Requirement:
Pick out the lines below that contain the string "coral" and copy them all.

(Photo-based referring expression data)
=== Section Start ===

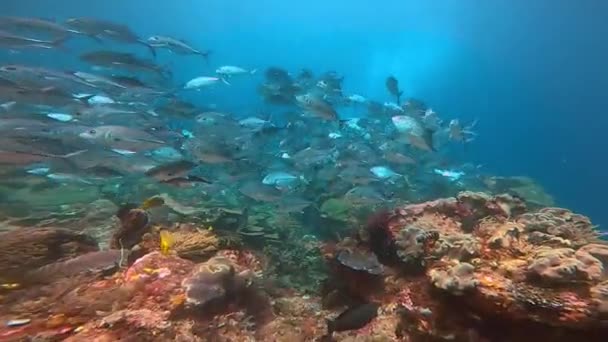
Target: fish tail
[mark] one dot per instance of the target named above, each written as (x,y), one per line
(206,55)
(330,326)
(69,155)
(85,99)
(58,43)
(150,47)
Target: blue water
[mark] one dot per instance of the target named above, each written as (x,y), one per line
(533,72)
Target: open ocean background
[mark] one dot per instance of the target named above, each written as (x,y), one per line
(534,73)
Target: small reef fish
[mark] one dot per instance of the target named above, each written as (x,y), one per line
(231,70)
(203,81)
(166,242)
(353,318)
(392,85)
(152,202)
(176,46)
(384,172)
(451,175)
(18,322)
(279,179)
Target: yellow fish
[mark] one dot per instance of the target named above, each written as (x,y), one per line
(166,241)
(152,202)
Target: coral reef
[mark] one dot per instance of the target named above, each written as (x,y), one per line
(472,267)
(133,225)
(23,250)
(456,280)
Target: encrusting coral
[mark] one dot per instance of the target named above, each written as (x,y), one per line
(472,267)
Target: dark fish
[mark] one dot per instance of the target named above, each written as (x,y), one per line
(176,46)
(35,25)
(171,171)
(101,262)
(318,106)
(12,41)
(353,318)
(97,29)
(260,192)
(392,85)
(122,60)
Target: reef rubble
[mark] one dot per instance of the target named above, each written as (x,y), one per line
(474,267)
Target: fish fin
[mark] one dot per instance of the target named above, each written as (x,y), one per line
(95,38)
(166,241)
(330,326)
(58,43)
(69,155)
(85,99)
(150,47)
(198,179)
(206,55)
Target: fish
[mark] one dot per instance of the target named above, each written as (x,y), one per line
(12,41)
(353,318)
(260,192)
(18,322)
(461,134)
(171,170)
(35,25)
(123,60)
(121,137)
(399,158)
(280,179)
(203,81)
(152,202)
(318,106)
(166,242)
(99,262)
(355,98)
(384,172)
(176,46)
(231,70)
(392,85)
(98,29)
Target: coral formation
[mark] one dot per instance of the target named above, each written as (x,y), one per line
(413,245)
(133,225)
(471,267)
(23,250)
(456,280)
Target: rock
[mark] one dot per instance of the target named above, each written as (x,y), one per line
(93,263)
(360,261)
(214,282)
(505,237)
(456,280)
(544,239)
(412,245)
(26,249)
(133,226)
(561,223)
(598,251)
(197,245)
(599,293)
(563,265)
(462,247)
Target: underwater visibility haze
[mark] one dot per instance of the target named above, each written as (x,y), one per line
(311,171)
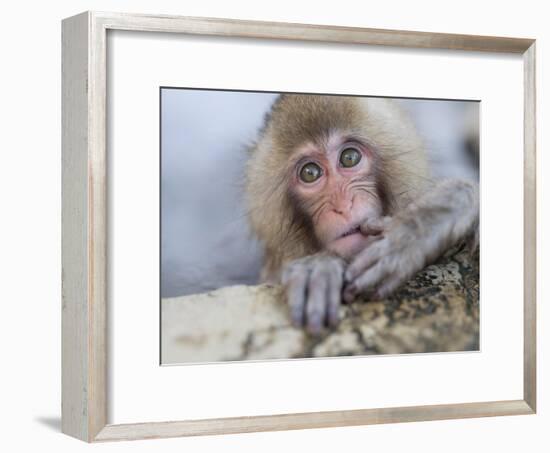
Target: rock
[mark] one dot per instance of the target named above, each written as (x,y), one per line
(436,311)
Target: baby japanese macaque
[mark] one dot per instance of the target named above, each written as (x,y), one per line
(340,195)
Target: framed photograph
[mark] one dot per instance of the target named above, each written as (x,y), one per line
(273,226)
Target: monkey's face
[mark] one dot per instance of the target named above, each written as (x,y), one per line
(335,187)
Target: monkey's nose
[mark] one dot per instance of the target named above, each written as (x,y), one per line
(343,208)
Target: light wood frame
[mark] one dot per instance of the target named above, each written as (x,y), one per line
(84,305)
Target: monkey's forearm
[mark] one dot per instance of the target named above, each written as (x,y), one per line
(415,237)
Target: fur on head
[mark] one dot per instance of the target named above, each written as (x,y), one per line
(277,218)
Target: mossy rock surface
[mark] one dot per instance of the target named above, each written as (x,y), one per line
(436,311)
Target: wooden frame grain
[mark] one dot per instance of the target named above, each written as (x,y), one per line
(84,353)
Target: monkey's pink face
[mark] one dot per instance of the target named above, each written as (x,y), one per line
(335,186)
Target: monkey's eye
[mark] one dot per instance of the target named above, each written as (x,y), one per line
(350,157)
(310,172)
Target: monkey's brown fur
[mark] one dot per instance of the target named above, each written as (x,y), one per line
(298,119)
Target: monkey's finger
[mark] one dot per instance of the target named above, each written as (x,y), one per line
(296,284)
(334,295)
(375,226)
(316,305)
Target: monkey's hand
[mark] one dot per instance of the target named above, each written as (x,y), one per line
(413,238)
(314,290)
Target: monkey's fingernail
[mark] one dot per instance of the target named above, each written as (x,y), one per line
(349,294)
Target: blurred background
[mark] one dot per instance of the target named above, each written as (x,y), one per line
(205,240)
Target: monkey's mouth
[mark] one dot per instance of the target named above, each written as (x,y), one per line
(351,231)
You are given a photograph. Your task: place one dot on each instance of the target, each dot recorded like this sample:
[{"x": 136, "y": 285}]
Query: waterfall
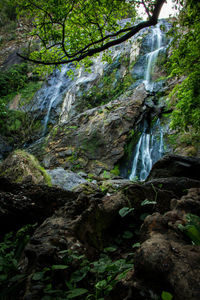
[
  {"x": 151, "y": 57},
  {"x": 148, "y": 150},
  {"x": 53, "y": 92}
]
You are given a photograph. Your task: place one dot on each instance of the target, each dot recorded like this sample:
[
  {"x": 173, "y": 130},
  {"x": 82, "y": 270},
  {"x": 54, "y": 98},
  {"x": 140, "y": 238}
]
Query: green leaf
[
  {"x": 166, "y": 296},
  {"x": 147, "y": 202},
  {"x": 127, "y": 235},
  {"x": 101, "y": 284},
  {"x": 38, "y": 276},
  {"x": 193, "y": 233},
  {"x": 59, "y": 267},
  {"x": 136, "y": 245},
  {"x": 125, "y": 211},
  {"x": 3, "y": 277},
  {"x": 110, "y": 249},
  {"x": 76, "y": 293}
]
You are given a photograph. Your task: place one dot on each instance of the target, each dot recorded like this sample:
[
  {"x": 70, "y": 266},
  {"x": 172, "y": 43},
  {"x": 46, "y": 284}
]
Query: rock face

=== Section End ===

Answer space:
Target: coral reef
Target: encrusting coral
Target: coral formation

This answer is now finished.